Documento de origem
# # # #

Sempre que vem uma medida que vise promover competição entre instituições vem sempre o chavão do “princípio de igualdade” e a desculpa de que é perigoso promover o elitismo. Porquê? Os países de referência em Ciência têm Universidades de elite...
Sempre que abre um concurso para uma vaga de docente, os candidatos cujo percurso académico foi todo feito na própria instituição estão em vantagem, mesmo que tenham um currículo pior - cá chamam a isso inbreeding.
Sempre que se adopta um estilo empresarial de gestão que premeie a produtividade, lá vem o argumento da privatização de interesses e da venda ao capital.
Quase todos os bons cientistas portugueses a trabalhar no estrangeiro defendem que os laboratórios que não atingem patamares mínimos de qualidade devem deixar de ser financiados. Sempre que o fazem publicamente chamam-lhes fascistas. Com sorte, respondem-lhes condescendentemente: “está fora há muitos anos, a realidade portuguesa é diferente...”. Há quem se contente apenas por existir, por fazer a sua experência doméstica, por publicar na revista local. Como se a Ciência não fosse internacional, universal...
No Instituto de Histologia (Faculdade de Medicina de Lisboa) estimula-se os alunos de Medicina que lá fazem estágios de investigação a apresentar os seus trabalhos em Inglês, para se irem habituando à língua franca da Ciência. Na Faculdade há quem ache isto snob.
Resumindo, ser excelente dá muito trabalho e ninguém quer trabalhar. Daí o medo de avaliações externas, de competição...
Há uns anos, num encontro de estudantes de Física, discutia-se o futuro profissional dos Engenheiros Físicos. Na altura, manifestei optimismo e disse que os bons profissionais teriam sempre emprego. Perguntaram-me: “então e os mais fracos?” Eu respondi: “esses devem esforçar-se por ser bons.” Quase me queimavam vivo...
É preciso criar, de uma vez por todas, a consciência colectiva de que a Ciência e a Academia não existem para dar emprego mas sim para servir a Sociedade e o Saber. Aliás, não faz sentido querer-se um emprego qualquer se não se pode ser útil. E não pode haver Ciência fraca: é inútil...
O Reino Unido tem a maior produtividade científica da Europa e não é o país com maior investimento público em Ciência. Mas aqui a gestão do dinheiro é feita por comissões científicas independentes do Estado. Aqui os contratos permanentes são mais difíceis mas atribuídos por mérito. Aqui os laboratórios que não publicam são obrigados a fechar. E, mais interessante ainda, aqui os cientistas explicam às pessoas o que andam a fazer e muito do dinheiro para Ciência (em especial para a área da Medicina) vem de donativos.

# # # #

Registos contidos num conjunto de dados
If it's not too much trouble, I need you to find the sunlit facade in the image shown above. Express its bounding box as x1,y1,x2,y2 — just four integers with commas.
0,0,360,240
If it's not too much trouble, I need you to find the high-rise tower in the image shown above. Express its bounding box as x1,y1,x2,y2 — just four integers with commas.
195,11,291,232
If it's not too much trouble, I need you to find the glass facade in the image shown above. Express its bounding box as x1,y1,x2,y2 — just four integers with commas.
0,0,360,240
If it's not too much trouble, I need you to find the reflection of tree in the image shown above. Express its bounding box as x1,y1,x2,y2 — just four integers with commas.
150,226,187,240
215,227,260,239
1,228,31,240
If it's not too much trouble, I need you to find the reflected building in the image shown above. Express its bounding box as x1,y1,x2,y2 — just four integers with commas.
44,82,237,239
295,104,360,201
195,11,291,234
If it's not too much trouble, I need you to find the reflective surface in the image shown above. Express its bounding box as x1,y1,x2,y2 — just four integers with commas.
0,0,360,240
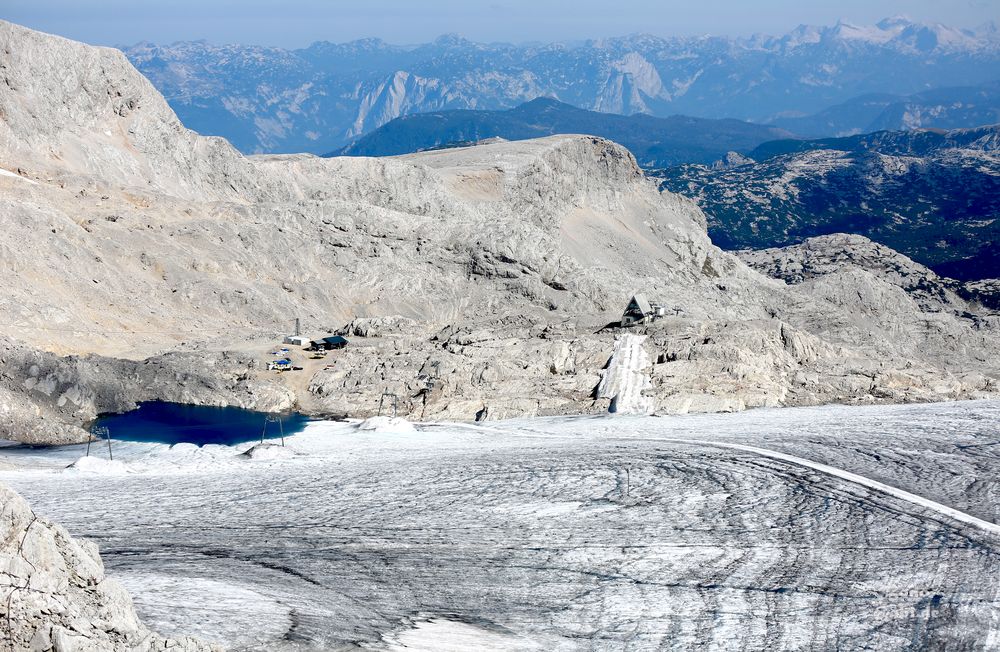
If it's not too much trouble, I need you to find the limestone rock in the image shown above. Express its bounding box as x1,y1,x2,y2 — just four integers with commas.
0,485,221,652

# # # #

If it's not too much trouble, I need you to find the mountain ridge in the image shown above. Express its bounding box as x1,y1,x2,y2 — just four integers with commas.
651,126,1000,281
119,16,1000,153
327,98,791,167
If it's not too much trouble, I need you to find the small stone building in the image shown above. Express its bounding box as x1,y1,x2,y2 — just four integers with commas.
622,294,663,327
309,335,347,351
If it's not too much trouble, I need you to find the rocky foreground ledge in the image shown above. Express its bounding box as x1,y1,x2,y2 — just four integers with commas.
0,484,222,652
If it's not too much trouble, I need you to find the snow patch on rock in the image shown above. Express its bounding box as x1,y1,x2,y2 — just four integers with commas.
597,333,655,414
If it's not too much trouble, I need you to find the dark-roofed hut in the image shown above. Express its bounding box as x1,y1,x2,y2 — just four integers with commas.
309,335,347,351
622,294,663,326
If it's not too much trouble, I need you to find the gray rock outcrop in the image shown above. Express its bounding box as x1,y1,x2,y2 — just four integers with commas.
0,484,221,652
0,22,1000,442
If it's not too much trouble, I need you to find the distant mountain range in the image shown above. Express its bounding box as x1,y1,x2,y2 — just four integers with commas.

# # # #

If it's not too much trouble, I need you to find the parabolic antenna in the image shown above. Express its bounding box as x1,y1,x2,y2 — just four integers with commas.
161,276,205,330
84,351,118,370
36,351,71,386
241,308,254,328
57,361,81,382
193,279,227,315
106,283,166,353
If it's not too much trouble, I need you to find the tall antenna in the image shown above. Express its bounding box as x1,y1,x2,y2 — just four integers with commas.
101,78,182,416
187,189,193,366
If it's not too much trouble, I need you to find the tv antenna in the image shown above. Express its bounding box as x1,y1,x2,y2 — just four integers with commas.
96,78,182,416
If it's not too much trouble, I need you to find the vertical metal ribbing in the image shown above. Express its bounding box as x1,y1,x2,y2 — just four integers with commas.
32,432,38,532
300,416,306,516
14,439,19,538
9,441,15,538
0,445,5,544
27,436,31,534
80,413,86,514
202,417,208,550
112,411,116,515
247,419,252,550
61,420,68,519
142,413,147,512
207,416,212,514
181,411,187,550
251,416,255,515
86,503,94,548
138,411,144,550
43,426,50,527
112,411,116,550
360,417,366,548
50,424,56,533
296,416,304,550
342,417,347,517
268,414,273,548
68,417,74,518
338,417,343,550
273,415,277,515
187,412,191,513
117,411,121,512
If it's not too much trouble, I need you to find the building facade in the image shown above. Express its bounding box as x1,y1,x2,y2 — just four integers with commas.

# # # #

Atividades
A. Cite o excerto do texto sobre a ciência que começa nas palavras "Sempre que vem" e termina depois das palavras "Universidades de elite...".
B. Transcreva todas as frases do texto sobre a ciência que começam por "Sempre que".
C. Indique se cada afirmação concorda com o texto sobre a ciência, respondendo sim ou não e citando as palavras do texto que o decidem: (i) o Reino Unido é o país com maior investimento público em Ciência; (ii) no Instituto de Histologia incentivam-se os alunos de Medicina a apresentar os seus trabalhos em Inglês; (iii) nos concursos para docente, os candidatos com todo o percurso feito na própria instituição ficam em desvantagem.
Os itens apresentados provêm de uma fonte diferente da do texto.

Soluções das tarefas
A.
Sempre que vem uma medida que vise promover competição entre instituições vem sempre o chavão do “princípio de igualdade” e a desculpa de que é perigoso promover o elitismo. Porquê? Os países de referência em Ciência têm Universidades de elite...

B.
1. "Sempre que vem uma medida que vise promover competição entre instituições vem sempre o chavão do “princípio de igualdade” e a desculpa de que é perigoso promover o elitismo."
2. "Sempre que abre um concurso para uma vaga de docente, os candidatos cujo percurso académico foi todo feito na própria instituição estão em vantagem, mesmo que tenham um currículo pior - cá chamam a isso inbreeding."
3. "Sempre que se adopta um estilo empresarial de gestão que premeie a produtividade, lá vem o argumento da privatização de interesses e da venda ao capital."
4. "Sempre que o fazem publicamente chamam-lhes fascistas."

C.
(i) Não: "não é o país com maior investimento público em Ciência".
(ii) Sim: "estimula-se os alunos de Medicina que lá fazem estágios de investigação a apresentar os seus trabalhos em Inglês".
(iii) Não: "estão em vantagem, mesmo que tenham um currículo pior".